# Anweisung 1
Nenne alle Geldbeträge, die im Bericht über Völner und Schadl genannt werden.
# # # # #
Ungarn RTL Interview mit György Schadl vor seiner Verhaftung
György Schadl, damals noch Vorsitzender der Gerichtsvollzugskammer, beim letzten Interview vor seiner Verhaftung Bild: RTL Híradó

Insgesamt erhielt Völner für seine Dienste etwa 83 Millionen Forint (rund 230.000 Euro), während Schadl seinerseits mehr als 800 Millionen Forint (rund 2,2 Millionen Euro) Schmiergeld von den neuen Gerichtsvollziehern kassierte. Laut Staatsanwaltschaft flossen die Gelder unter anderem bei der Vergabe lukrativer Dienststellen, beispielsweise an Orten mit einer hohen Anzahl von Zwangsvollstreckungsfällen oder mit Fällen, bei denen es um hohe Summen ging. Völner und Schadl trafen sich regelmäßig zu Besprechungen in Restaurants oder in Parkhäusern, üblicherweise soll Schadl einmal im Monat Geld an Völner übergeben haben.
# # # # #
# Anweisung 2
Gib aus den Einträgen unten die Zeilen unverändert wieder, von der Zeile mit "Outline every man's" bis einschließlich der letzten Zeile der Einträge.
# # # # #
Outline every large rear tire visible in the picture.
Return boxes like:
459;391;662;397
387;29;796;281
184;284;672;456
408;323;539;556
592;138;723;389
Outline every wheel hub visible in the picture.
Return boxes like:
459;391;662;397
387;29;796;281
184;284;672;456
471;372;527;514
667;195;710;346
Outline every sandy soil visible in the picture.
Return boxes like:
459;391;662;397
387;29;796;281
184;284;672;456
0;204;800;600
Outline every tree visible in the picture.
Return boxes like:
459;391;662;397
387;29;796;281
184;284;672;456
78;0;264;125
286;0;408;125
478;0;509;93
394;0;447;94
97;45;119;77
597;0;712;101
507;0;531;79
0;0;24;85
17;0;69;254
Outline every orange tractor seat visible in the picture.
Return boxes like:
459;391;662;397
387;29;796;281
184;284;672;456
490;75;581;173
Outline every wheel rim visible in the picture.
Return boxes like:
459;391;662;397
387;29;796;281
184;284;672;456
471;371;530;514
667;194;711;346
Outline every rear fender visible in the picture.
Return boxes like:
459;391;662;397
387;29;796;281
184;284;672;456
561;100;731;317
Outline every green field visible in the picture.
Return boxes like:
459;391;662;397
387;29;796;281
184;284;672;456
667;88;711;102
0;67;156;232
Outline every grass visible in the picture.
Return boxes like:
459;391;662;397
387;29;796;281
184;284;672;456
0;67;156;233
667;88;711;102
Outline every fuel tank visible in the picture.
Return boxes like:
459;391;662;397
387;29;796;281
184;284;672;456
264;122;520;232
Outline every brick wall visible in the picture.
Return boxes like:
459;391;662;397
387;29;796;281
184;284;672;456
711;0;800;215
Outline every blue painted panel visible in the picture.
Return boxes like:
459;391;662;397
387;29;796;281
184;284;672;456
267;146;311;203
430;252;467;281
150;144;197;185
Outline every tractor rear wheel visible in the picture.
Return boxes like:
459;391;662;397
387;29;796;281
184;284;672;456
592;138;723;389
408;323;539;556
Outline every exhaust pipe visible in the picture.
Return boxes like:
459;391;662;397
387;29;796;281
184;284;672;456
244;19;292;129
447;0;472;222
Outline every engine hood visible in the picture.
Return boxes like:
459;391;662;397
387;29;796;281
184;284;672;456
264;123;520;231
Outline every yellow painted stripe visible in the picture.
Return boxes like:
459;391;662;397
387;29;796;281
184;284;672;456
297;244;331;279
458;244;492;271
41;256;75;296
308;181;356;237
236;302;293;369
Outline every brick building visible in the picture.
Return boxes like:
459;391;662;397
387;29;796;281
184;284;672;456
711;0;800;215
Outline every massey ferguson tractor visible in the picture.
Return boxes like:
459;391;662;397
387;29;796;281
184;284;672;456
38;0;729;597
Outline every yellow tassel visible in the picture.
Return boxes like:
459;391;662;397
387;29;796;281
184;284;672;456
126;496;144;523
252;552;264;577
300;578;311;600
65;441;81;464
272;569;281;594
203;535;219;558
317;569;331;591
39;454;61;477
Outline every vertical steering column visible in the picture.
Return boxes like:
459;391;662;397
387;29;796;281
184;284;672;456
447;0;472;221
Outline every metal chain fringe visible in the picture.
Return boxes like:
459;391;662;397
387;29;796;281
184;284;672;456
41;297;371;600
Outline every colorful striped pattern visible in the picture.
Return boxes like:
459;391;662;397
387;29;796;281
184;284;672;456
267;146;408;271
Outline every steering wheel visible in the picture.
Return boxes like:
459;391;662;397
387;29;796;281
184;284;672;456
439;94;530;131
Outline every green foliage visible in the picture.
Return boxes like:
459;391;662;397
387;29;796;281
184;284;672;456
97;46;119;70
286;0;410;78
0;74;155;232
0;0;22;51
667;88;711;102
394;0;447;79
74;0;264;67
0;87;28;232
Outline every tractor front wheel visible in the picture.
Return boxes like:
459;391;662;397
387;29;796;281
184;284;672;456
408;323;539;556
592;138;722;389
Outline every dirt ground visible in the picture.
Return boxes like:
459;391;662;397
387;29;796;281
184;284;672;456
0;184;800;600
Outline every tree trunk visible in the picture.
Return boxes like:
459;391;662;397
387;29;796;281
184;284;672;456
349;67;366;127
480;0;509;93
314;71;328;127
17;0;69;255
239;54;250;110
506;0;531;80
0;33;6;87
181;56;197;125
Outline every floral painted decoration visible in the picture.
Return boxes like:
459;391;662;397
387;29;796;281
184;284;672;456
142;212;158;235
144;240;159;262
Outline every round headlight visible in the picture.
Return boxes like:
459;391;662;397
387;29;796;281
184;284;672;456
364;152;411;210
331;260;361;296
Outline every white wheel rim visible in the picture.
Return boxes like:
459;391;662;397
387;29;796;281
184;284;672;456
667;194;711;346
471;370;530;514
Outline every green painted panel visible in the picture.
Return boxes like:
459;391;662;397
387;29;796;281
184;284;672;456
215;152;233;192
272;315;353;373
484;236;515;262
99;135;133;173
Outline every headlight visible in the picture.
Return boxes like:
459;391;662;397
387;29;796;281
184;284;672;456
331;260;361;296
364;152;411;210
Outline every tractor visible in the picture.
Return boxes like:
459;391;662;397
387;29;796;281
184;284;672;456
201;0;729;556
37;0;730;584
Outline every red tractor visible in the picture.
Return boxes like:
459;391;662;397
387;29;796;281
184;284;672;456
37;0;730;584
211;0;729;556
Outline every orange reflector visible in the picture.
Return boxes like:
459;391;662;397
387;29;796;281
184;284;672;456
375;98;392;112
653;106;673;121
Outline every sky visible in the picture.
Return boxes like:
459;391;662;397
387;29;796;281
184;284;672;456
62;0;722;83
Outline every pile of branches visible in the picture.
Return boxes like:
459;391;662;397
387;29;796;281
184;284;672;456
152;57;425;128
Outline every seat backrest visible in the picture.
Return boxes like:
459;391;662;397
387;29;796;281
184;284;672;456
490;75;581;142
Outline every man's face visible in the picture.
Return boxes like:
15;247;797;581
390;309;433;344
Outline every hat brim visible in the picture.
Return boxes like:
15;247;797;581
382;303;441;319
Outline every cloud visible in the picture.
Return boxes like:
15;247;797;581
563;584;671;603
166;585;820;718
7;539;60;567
# # # # #
# Vollständige Ausgabe 1
- 83 Millionen Forint
- rund 230.000 Euro
- mehr als 800 Millionen Forint
- rund 2,2 Millionen Euro

# Vollständige Ausgabe 2
Outline every man's face visible in the picture.
Return boxes like:
15;247;797;581
390;309;433;344
Outline every hat brim visible in the picture.
Return boxes like:
15;247;797;581
382;303;441;319
Outline every cloud visible in the picture.
Return boxes like:
15;247;797;581
563;584;671;603
166;585;820;718
7;539;60;567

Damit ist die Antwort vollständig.